* INSTRUCTION:
Retype the records below exactly as they appear, but leave out any pictures.

** BEGIN PROVIDED RECORDS **

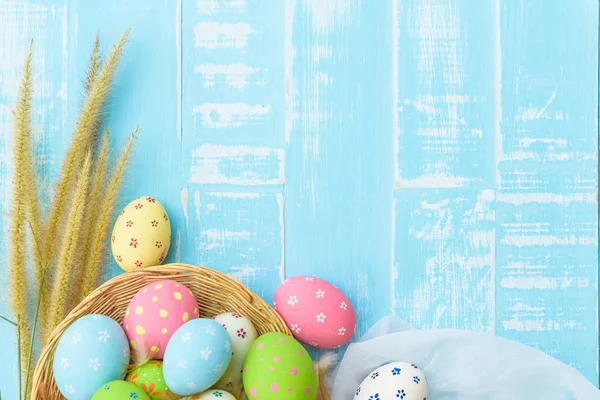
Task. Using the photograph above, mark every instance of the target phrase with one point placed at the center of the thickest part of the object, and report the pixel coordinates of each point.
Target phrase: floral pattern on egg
(154, 314)
(242, 334)
(316, 312)
(393, 381)
(141, 236)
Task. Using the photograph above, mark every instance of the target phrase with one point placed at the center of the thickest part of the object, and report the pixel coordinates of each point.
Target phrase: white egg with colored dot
(217, 394)
(242, 334)
(393, 381)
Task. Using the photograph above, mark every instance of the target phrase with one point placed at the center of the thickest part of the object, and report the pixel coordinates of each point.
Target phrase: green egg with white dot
(215, 394)
(120, 390)
(150, 378)
(278, 367)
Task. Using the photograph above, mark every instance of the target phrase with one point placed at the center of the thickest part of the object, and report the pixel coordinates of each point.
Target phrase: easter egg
(150, 378)
(197, 356)
(242, 334)
(141, 236)
(120, 390)
(214, 394)
(91, 352)
(153, 316)
(316, 312)
(393, 381)
(279, 368)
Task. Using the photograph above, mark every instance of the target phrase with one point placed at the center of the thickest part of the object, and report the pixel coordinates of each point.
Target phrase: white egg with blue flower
(91, 352)
(393, 381)
(196, 357)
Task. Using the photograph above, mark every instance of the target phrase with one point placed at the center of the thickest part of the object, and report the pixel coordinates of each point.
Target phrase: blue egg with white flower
(196, 357)
(92, 351)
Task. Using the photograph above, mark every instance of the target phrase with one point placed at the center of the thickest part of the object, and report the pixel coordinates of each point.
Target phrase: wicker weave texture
(215, 292)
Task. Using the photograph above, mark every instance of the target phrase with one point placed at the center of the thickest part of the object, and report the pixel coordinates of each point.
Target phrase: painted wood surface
(435, 159)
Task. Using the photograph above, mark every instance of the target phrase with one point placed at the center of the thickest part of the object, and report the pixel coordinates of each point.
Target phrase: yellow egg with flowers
(141, 236)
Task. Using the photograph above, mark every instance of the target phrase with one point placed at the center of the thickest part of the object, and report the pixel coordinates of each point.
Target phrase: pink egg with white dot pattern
(316, 312)
(154, 314)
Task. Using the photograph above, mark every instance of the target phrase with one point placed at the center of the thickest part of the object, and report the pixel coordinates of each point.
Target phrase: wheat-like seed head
(106, 212)
(18, 236)
(68, 253)
(91, 223)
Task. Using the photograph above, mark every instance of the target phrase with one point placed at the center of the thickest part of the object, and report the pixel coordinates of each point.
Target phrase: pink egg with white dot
(154, 314)
(316, 312)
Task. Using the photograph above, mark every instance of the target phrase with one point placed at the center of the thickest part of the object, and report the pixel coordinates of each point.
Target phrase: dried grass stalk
(216, 293)
(69, 250)
(82, 139)
(98, 242)
(96, 197)
(95, 65)
(19, 210)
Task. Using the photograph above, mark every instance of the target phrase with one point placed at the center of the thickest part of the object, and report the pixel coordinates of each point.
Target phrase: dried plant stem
(18, 329)
(106, 212)
(91, 224)
(19, 355)
(95, 64)
(18, 237)
(68, 252)
(82, 138)
(28, 376)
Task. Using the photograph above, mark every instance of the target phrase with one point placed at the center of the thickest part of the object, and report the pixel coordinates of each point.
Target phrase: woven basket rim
(257, 308)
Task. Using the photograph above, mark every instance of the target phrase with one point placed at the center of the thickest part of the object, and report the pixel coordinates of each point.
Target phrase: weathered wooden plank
(444, 258)
(233, 72)
(339, 162)
(64, 33)
(547, 216)
(240, 233)
(445, 93)
(444, 207)
(146, 92)
(233, 119)
(46, 24)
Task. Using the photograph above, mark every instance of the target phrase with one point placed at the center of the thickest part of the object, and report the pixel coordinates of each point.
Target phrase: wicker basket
(215, 292)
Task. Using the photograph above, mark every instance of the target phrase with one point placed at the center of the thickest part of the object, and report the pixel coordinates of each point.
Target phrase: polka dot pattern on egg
(278, 368)
(153, 314)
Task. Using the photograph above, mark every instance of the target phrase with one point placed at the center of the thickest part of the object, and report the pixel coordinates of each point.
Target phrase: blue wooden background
(436, 159)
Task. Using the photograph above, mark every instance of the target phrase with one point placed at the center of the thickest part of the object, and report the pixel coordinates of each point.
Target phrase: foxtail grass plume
(69, 251)
(83, 137)
(107, 209)
(90, 225)
(62, 247)
(19, 209)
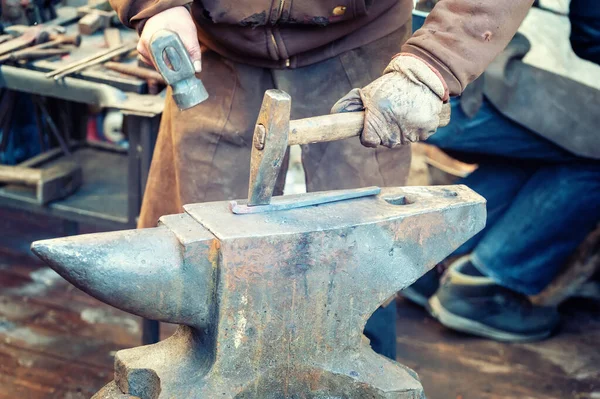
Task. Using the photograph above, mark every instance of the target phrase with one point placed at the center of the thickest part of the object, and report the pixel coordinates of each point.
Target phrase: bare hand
(176, 19)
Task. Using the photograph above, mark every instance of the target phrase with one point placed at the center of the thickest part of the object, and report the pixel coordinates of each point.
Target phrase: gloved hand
(177, 19)
(405, 105)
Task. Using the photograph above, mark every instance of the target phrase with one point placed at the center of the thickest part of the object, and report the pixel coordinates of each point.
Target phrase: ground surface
(56, 342)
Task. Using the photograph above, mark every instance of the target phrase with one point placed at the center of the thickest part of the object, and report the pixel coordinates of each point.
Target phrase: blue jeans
(542, 201)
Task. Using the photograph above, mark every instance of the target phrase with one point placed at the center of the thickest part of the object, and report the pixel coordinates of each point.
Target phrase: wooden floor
(56, 342)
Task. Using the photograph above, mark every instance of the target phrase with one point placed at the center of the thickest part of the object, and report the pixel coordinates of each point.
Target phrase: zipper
(280, 10)
(279, 14)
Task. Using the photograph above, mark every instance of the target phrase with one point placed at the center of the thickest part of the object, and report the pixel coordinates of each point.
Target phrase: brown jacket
(460, 37)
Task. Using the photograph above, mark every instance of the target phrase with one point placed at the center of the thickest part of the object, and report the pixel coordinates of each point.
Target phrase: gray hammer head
(174, 64)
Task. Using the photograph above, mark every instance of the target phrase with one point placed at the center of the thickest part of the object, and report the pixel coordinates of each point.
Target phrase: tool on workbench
(50, 183)
(41, 50)
(274, 132)
(30, 36)
(174, 64)
(32, 55)
(91, 60)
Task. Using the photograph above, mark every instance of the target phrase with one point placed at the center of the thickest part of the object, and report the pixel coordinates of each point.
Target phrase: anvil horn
(138, 271)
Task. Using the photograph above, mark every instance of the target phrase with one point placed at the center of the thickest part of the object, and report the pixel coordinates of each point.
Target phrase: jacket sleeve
(585, 29)
(461, 37)
(134, 13)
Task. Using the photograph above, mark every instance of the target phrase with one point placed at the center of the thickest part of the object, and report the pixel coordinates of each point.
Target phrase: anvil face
(272, 305)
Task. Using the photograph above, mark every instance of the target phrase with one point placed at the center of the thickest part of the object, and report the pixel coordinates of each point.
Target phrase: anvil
(270, 305)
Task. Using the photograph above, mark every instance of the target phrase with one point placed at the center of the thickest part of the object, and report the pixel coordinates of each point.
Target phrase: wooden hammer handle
(333, 127)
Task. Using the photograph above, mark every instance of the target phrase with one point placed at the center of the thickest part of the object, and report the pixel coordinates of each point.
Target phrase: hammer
(273, 133)
(174, 64)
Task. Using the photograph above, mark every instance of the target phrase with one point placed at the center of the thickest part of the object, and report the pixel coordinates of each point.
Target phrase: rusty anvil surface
(270, 305)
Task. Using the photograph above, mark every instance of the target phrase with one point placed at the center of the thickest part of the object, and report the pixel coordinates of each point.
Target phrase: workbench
(113, 178)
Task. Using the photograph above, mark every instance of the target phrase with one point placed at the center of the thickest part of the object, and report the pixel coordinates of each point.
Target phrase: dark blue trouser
(542, 200)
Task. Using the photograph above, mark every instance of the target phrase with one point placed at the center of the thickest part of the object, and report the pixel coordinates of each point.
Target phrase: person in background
(531, 122)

** END PROVIDED RECORDS **

* TASK ANSWER:
Task. Using the photograph above, mark every instance of the target phrase with one point placed at the center of the thickest part of the object, and report the pixel coordinates of each point.
Target phrase: floral pattern on egg
(154, 314)
(242, 334)
(316, 312)
(393, 381)
(141, 236)
Task. Using the photograph above, mark every instance of the target phrase with one point placed at the center of the thickest part of the object, and report the pixel coordinates of each point.
Target phrase: white egg with colored dot
(217, 394)
(242, 334)
(393, 381)
Task. Using the photograph above, mark every instance of the target phrase with one point placed at the center of the thickest part of the object, and report the pixel coordinates of each point.
Target phrase: green egg with white dot
(215, 394)
(120, 390)
(150, 378)
(278, 367)
Task. Using the photograph above, mark every instance of the target phrase with one point placed at the center of the thickest part of the object, and report the pixel coordinates of each point.
Target phrase: easter egg
(150, 378)
(197, 356)
(242, 334)
(141, 236)
(120, 390)
(214, 394)
(91, 352)
(153, 316)
(316, 312)
(393, 381)
(279, 368)
Task. Using the photograph above, mark every instance of the target phrase with one point placed at the center of the thickest part of the object, and report the pixel coordinates of each point.
Target phrase: white egg with blue flower
(91, 352)
(393, 381)
(196, 357)
Task. Using the photograph above, mark every instance of the target phrase with one point placed at the center of the thickest part of the object, and report the pixel coordinates of each point.
Target phrase: blue egg with white flower
(196, 357)
(92, 351)
Task. Using the photograph above, mark every instance of the target phrase with one point placed at the center of the thickest part of the object, and report the pixel coordinates of each point.
Target phrase: wicker weave texture
(215, 292)
Task. Using the photograph above, mark every instance of the target phrase with one point placed at the center of the thickest part of the object, and report the pixel coordinates of each point.
Target phrase: painted wood surface
(435, 159)
Task. Using the photograph above, mark every instance of the target phrase with one point placed at the center of the thickest part of the object, and report the pixel coordinates of each point.
Target phrase: yellow egg with flowers
(141, 236)
Task. Using the photograph above, mark every instance of the target phrase with one point placed at the center of the thickest part of the object, and report the pixel coordinates of each point.
Target phrase: pink egg with white dot pattern
(316, 312)
(154, 314)
Task. Using the photograph above, mark every instance of the target phrase with one point placed at the center of the thickest part of the object, and report the pixel coordinates of each point.
Target phrase: wheat-like seed head
(106, 212)
(18, 236)
(68, 253)
(91, 223)
Task. Using the photograph above, mark every instance of the target phrase with one point placed at the center of the thickest part of the object, and report the pixel coordinates of each point.
Target phrase: pink egg with white dot
(154, 314)
(316, 312)
Task. Using the photograph above, mark every instance of the target phrase with one point placed at the center of the thickest part of the object, and report the pixel coordinates of each point.
Target phrase: dried grass stalk
(216, 293)
(69, 250)
(82, 139)
(98, 242)
(96, 197)
(95, 65)
(19, 210)
Task. Using the photograph above, mark every instance of the target phrase with one point placed at the center of the thickest part of the object, and report the pixel coordinates of each point.
Target phrase: dried plant stem
(18, 329)
(106, 212)
(91, 224)
(19, 355)
(95, 64)
(18, 237)
(68, 252)
(82, 138)
(28, 376)
Task. Using the photograph above, mark every instance of the target phrase with one point placed at the center of the thickest part of the object, and report the pixel coordinates of each point.
Target phrase: woven basket rim
(257, 308)
Task. Using the photograph above, mark every instance of the target phrase with one point placed at the center of the thickest part of the object, and report the pixel coordinates of each point.
Target phrase: weathered wooden plank
(444, 258)
(233, 72)
(339, 162)
(64, 33)
(547, 216)
(240, 233)
(445, 93)
(444, 207)
(146, 92)
(233, 119)
(46, 24)
Task. Using the photograph above, mark every instance of the target phrase with one point placed at the center of the thickest part of the object, and report the pixel coordinates of each point.
Target phrase: wicker basket
(215, 292)
Task. Using the photograph above, mark every instance of the target phrase with one point placed at the center of the thickest part of the object, and report the pixel coordinates of each point.
Target phrase: polka dot pattern on egg
(278, 368)
(153, 314)
Task. Using the photograph above, mark every instance of the target phrase with one point placed at the center of the thickest part of the object, and report the pixel coordinates of each point.
Target phrase: blue wooden background
(436, 159)
Task. Using the photograph above, mark every instance of the target phrase with one point placed at the center of the thickest part of the object, and report the pixel coordinates of each point.
Target phrase: foxtail grass plume
(69, 251)
(83, 137)
(107, 209)
(90, 225)
(62, 247)
(19, 209)
Task. Using the photograph above, mark every instance of the target phrase with one point placed at the center of the thickest part of the object, and report the pixel coordinates of each point.
Target phrase: bare hand
(176, 19)
Task. Using the photograph above, mark every instance of the target phrase with one point placed at the center of the thickest part of the object, and report the pixel coordinates of each point.
Target phrase: gloved hand
(177, 19)
(405, 105)
Task. Using the photograph above, mark every instance of the target phrase with one point placed at the center of the thickest part of the object, and report the pixel coordinates of each point.
Target phrase: ground surface
(56, 342)
Task. Using the photograph above, mark every instance of the target phrase with one point placed at the center of the thickest part of the object, and report the pixel coordinates of each point.
Target phrase: blue jeans
(542, 201)
Task. Using the photograph above, mark every instance of the target phrase with one point placed at the center of the thickest part of the object, and report the pixel coordinates of each point.
Target phrase: wooden floor
(56, 342)
Task. Using the photograph above, mark every instance of the target phrase with one point placed at the center of the thickest part of the object, and report the pixel coordinates of each point.
Target phrase: zipper
(280, 10)
(279, 14)
Task. Using the photograph above, mark every instance of the target phrase with one point placed at the center of the thickest part of the object, and report the pixel coordinates of each point.
Target phrase: brown jacket
(460, 37)
Task. Using the photograph above, mark every instance of the target phrase with one point placed at the center of the thickest part of the object, and report the pixel coordinates of each point.
Target phrase: gray hammer head
(174, 64)
Task. Using the photograph above, mark every instance of the target phrase with one point placed at the center of the thickest part of the object, and report the pixel coordinates of each point.
Target phrase: tool on workbench
(50, 183)
(41, 50)
(274, 132)
(30, 36)
(174, 64)
(32, 55)
(91, 60)
Task. Using the photograph above, mark every instance of the target phrase with one point placed at the center of the thickest part of the object, and report the pixel coordinates of each point.
Target phrase: anvil horn
(138, 271)
Task. Using the photograph above, mark every instance of the target phrase with one point placed at the center of the thickest part of the object, and report the pixel coordinates of each point.
Target phrase: jacket sleeve
(585, 29)
(461, 37)
(134, 13)
Task. Using the photograph above, mark every instance of the target phrase with one point placed at the center of the thickest part of the object, and report the pixel coordinates of each point.
Target phrase: anvil face
(272, 305)
Task. Using the photograph above, mark every instance of the target phrase with one point placed at the center of the thickest part of the object, and report the pixel coordinates of each point.
Target phrase: anvil
(270, 305)
Task. Using the photograph above, mark every instance of the target phrase with one point placed at the center of the thickest part of the object, and report the pixel coordinates of each point.
Target phrase: wooden hammer handle
(333, 127)
Task. Using the photograph above, mark every instance of the target phrase with one point placed at the center of the thickest part of the object, and report the pixel coordinates of each point.
Target phrase: hammer
(273, 133)
(174, 64)
Task. Using the photograph above, mark every instance of the target phrase with one point placed at the center of the thickest part of the object, and report the pixel coordinates of each point.
Target phrase: rusty anvil surface
(270, 305)
Task. Using the photograph above, mark every instance of the target phrase with one point placed at the center of the thickest part of the object, and report the pixel coordinates of each point.
Target phrase: workbench
(113, 178)
Task. Using the photograph above, mark every instance of the target phrase with one point placed at the center of the thickest part of the object, and report the pixel coordinates of each point.
Target phrase: dark blue trouser
(542, 200)
Task. Using the photograph above, mark every instance of the target phrase with one point placed at the center of the thickest part of the object, and report the pixel coordinates of each point.
Target phrase: person in background
(531, 122)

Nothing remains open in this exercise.